> [JOBS]
1 - In the passage about the "save the world" idea in marketing, which superhero did the writer dream of being at age seven?
2 - Please continue the passage about the "save the world" idea in marketing from the point where it stops.

***** PASSAGE SHOWN

When I was seven I dreamed of saving the world…
As Batman (my favourite), I’d escape from some dastardly trap, defeat the mad villain and defuse a doomsday device with only seconds to spare…
All the while billions of people watched my exploits on TV screens from the slums of Calcutta to the general assembly of the United Nations.
Back then my actions were more to do with selfishness than philanthropy.
Yes, I’d save the world, but it was really all about the fame, adulation – and the girl!
Of course, if I were to have the same day dream today, I’d hope my motives for taking action would be a little more selfless – rid the world of evil, avoid environmental distaster and generrally save my fellow human beings from living through a nuclear holocaust.
What’s weird is that this ‘save the world’ concept is now a phenomenon in marketing.
And it could work for you, whatever kind of business you’re in.
Become a cause hero, and make money from it
Here’s a recent example…
Jack Cator was a 16 year old kid who grew annoyed with his school for blocking music and games from his computer.
So he used a website route his activities through an overseas server. Now he and his friends could operate in a virtual private network (VPN).
However, being a smart alec, he thought he could do better.

**********
***** ENTRIES

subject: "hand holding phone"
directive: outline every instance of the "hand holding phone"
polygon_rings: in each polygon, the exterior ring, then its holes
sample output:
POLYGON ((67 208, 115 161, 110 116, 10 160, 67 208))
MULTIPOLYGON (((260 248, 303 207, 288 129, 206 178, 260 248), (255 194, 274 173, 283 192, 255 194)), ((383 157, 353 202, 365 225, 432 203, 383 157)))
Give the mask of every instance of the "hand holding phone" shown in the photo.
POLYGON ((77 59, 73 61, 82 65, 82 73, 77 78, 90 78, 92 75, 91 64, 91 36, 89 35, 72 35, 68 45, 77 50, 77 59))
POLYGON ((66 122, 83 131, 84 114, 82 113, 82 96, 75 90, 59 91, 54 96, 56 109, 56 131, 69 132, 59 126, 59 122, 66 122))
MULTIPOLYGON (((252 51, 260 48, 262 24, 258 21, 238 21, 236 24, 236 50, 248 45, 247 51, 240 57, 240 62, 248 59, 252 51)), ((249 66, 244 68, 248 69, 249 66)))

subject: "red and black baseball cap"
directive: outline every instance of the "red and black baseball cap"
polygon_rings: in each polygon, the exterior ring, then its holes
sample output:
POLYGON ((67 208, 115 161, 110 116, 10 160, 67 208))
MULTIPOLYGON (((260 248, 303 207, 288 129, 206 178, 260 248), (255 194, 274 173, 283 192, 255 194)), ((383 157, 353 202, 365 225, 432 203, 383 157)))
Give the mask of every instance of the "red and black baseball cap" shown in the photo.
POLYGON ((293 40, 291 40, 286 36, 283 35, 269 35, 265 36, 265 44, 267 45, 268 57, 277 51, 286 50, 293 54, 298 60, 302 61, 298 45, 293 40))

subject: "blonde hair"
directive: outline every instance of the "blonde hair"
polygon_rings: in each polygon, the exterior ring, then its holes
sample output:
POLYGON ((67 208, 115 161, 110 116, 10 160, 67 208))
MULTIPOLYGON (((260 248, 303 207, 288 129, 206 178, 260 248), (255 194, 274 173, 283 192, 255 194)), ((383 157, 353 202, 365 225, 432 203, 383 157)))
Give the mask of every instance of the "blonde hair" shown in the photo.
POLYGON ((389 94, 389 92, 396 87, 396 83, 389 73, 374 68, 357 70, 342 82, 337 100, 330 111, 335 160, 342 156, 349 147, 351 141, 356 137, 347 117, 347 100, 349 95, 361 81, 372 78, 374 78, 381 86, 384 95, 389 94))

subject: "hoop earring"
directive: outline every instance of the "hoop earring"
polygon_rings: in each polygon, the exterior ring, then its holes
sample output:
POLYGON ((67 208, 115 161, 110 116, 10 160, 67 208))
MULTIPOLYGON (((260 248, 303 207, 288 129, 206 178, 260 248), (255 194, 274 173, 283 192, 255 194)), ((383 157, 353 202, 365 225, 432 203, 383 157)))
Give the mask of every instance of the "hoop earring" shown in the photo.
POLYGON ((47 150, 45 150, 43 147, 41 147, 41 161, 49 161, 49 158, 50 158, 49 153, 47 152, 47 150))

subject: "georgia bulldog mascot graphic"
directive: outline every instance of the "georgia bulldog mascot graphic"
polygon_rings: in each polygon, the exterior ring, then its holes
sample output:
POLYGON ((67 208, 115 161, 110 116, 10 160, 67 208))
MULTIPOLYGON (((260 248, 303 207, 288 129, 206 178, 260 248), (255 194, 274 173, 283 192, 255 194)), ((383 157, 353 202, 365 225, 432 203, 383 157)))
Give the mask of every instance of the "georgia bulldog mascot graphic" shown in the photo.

**********

> [PER-TASK OUTPUTS]
1 - Batman

2 -
So he created his own version of a VPN called “Hide My Ass”.
Anyway, a decade on, Jack was turning over £11m a year and taking £2 million in profit.
By which point he sold his business to global software group AVG for £40 million.
He did this purely through cause-based content marketing.
Despite being a tech braniac, Jack didn’t use any sophisticated hacks to cheat his way onto Google, or gather vast email lists with software robots.
Once he’d created his ‘product’ he went onto internet forums to build up a buzz, sharing ideas and rallying other kids around his cause.
Down with school rules!
Computer freedom for all!
This was something he could do with no budget, and by targeting specifically those forums and social media spaces where his target audience liked to be.
Those people then began eagerly sharing his secret computer network with their connections… and so word of his business began to spread.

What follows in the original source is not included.